TASK TO COMPLETE
Reproduce each line exactly, including spacing and punctuation.

Extracted data entries
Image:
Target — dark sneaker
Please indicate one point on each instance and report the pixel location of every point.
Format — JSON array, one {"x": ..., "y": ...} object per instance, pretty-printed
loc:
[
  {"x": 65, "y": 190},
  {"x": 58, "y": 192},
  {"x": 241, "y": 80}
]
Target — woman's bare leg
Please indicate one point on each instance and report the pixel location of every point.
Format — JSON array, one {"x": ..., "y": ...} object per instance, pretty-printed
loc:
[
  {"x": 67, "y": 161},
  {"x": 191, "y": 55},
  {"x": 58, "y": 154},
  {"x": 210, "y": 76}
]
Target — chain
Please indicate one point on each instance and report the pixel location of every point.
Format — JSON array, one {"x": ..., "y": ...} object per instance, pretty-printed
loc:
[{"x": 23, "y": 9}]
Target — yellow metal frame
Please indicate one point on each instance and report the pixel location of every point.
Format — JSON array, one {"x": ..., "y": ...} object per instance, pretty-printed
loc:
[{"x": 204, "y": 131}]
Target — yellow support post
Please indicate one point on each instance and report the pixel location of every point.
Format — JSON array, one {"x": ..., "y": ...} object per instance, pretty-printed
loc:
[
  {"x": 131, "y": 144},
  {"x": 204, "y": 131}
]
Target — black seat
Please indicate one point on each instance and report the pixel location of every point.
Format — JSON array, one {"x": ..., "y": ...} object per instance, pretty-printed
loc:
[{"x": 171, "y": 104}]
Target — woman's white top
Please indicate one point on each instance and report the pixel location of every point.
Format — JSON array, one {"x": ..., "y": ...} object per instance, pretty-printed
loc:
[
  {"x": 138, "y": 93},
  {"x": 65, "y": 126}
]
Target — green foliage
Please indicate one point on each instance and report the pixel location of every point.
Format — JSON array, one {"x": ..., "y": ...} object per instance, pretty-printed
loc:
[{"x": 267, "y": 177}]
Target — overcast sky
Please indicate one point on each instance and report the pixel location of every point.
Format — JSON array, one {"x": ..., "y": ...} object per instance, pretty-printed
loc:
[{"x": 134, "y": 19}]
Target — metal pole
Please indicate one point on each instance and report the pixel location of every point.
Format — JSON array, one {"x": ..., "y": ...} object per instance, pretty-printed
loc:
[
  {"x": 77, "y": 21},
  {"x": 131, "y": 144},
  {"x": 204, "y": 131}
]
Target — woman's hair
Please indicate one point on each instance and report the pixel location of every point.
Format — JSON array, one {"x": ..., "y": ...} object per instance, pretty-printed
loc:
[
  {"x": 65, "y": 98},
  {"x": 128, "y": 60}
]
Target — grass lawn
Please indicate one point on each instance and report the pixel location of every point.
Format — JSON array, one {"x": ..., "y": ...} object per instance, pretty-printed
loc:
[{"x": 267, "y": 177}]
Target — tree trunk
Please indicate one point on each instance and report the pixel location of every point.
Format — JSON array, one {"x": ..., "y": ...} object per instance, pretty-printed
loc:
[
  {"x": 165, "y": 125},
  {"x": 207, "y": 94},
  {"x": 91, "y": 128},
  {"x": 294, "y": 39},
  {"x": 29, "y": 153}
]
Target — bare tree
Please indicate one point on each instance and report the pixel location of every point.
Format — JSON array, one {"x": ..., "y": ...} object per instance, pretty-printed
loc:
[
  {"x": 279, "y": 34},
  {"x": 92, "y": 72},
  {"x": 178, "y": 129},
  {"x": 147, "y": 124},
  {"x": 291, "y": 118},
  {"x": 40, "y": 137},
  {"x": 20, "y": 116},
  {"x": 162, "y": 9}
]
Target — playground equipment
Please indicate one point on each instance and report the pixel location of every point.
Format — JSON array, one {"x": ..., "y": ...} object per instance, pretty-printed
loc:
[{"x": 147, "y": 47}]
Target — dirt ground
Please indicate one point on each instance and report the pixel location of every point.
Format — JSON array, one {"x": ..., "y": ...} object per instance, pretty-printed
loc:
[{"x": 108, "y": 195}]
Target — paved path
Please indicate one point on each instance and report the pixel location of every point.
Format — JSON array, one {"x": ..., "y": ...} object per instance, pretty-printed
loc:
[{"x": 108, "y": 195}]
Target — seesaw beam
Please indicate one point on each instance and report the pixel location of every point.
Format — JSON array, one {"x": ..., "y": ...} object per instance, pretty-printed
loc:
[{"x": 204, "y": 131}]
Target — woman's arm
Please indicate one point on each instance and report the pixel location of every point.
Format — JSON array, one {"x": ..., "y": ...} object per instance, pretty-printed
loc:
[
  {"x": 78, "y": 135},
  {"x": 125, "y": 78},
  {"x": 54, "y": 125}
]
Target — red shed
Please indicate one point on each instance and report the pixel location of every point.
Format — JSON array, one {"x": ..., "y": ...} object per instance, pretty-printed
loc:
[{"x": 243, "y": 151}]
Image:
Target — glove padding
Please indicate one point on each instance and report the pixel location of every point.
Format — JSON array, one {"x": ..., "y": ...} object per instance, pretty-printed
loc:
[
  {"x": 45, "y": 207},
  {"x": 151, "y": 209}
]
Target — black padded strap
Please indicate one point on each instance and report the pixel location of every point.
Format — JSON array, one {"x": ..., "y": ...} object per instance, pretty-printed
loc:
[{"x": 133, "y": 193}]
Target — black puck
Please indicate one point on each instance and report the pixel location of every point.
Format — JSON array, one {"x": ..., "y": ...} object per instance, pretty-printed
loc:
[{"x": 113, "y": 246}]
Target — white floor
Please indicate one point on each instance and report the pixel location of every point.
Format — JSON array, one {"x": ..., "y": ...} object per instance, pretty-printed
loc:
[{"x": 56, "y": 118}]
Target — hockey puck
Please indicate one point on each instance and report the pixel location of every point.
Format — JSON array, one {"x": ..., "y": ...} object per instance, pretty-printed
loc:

ANSWER IN FULL
Image:
Target — dark sneaker
Please indicate one point on each instance and report the pixel location of every point.
Format — JSON array, one {"x": ..., "y": ...} object per instance, pretty-printed
loc:
[
  {"x": 65, "y": 190},
  {"x": 58, "y": 192},
  {"x": 241, "y": 80}
]
Target — woman's bare leg
Please indicate one point on each instance and report the pixel location of every point.
Format — JSON array, one {"x": ..., "y": ...} object per instance, pretty-printed
loc:
[
  {"x": 67, "y": 161},
  {"x": 191, "y": 55},
  {"x": 58, "y": 154},
  {"x": 210, "y": 76}
]
Target — chain
Please indicate one point on each instance and report the pixel location of every point.
Format — JSON array, one {"x": ..., "y": ...} object per instance, pretty-printed
loc:
[{"x": 23, "y": 9}]
Target — yellow metal frame
Please indicate one point on each instance and report the pixel location of every point.
Format — JSON array, one {"x": ..., "y": ...} object per instance, pretty-printed
loc:
[{"x": 204, "y": 131}]
Target — yellow support post
Please indicate one point on each instance and report the pixel location of every point.
Format — JSON array, one {"x": ..., "y": ...} object per instance, pretty-printed
loc:
[
  {"x": 131, "y": 144},
  {"x": 204, "y": 131}
]
Target — black seat
Please indicate one point on each instance and report the pixel location of every point.
Format — JSON array, one {"x": ..., "y": ...} object per instance, pretty-printed
loc:
[{"x": 171, "y": 104}]
Target — woman's white top
Please indicate one point on each instance and report the pixel location of every point.
Format — JSON array, one {"x": ..., "y": ...} object per instance, pretty-printed
loc:
[
  {"x": 138, "y": 93},
  {"x": 65, "y": 126}
]
Target — green foliage
Please indicate one point on each instance and report the pixel location of every point.
Format — JSON array, one {"x": ..., "y": ...} object per instance, pretty-printed
loc:
[{"x": 267, "y": 177}]
Target — overcast sky
Please indicate one point on each instance and report the pixel location of every point.
Format — JSON array, one {"x": ..., "y": ...} object per instance, pretty-printed
loc:
[{"x": 134, "y": 19}]
Target — metal pole
Please indicate one point on each instance and report the pixel location of every point.
Format — JSON array, one {"x": ..., "y": ...} object per instance, pretty-printed
loc:
[
  {"x": 77, "y": 21},
  {"x": 131, "y": 144},
  {"x": 204, "y": 131}
]
Target — woman's hair
Please indicate one point on each instance and report the pixel location of every point.
Format — JSON array, one {"x": ..., "y": ...} object per instance, pretty-printed
loc:
[
  {"x": 65, "y": 98},
  {"x": 128, "y": 60}
]
Target — grass lawn
Please indicate one point on each instance and report the pixel location of every point.
Format — JSON array, one {"x": ..., "y": ...} object per instance, pretty-printed
loc:
[{"x": 267, "y": 177}]
Target — tree trunk
Please indicate one point on each instance and report the pixel location of every point.
Format — JSON array, one {"x": ..., "y": ...} object per instance, pretty-printed
loc:
[
  {"x": 165, "y": 125},
  {"x": 207, "y": 94},
  {"x": 91, "y": 128},
  {"x": 294, "y": 39},
  {"x": 29, "y": 153}
]
Target — bare tree
Please indicate one point on each instance and report the pixel location of every point.
Format — JSON array, one {"x": ..., "y": ...} object per instance, pretty-printed
loc:
[
  {"x": 279, "y": 34},
  {"x": 92, "y": 72},
  {"x": 178, "y": 129},
  {"x": 147, "y": 124},
  {"x": 291, "y": 118},
  {"x": 40, "y": 137},
  {"x": 20, "y": 116},
  {"x": 162, "y": 9}
]
Target — playground equipment
Please indicate one point on each instance and report the pixel location of every point.
Format — JSON array, one {"x": ..., "y": ...} object per instance, pretty-printed
loc:
[{"x": 147, "y": 47}]
Target — dirt ground
Please indicate one point on each instance and report the pixel location of every point.
Format — JSON array, one {"x": ..., "y": ...} object per instance, pretty-printed
loc:
[{"x": 108, "y": 195}]
Target — paved path
Please indicate one point on each instance and report the pixel location of every point.
Format — JSON array, one {"x": ..., "y": ...} object per instance, pretty-printed
loc:
[{"x": 108, "y": 195}]
Target — seesaw beam
Please indicate one point on each instance and report the pixel location of every point.
Format — JSON array, one {"x": ..., "y": ...} object per instance, pretty-printed
loc:
[{"x": 204, "y": 131}]
Target — woman's arm
Please indicate one point on each instance and report the pixel location of every point.
Format — JSON array, one {"x": ..., "y": ...} object per instance, pretty-printed
loc:
[
  {"x": 78, "y": 135},
  {"x": 125, "y": 78},
  {"x": 54, "y": 125}
]
Target — red shed
Please indicate one point on each instance and report the pixel location of every point.
Format — JSON array, one {"x": ..., "y": ...} object per instance, pretty-printed
loc:
[{"x": 243, "y": 151}]
Image:
Target — glove padding
Please indicate one point on each instance and report the pixel location of every point.
Format — JSON array, one {"x": ..., "y": ...} object per instance, pretty-printed
loc:
[
  {"x": 45, "y": 207},
  {"x": 151, "y": 209}
]
Target — black padded strap
Please indicate one point on each instance and report the pixel location of every point.
Format — JSON array, one {"x": ..., "y": ...} object per instance, pretty-printed
loc:
[{"x": 133, "y": 193}]
Target — black puck
Please indicate one point on each instance and report the pixel location of every point.
Format — JSON array, one {"x": ..., "y": ...} object per instance, pretty-printed
loc:
[{"x": 113, "y": 246}]
Target — white floor
Please indicate one point on each instance and report the pixel location of every point.
Format — JSON array, one {"x": ..., "y": ...} object per instance, pretty-printed
loc:
[{"x": 56, "y": 118}]
Target — hockey puck
Please indicate one point on each instance and report the pixel location of every point.
Format — JSON array, one {"x": ..., "y": ...} object per instance, pretty-printed
loc:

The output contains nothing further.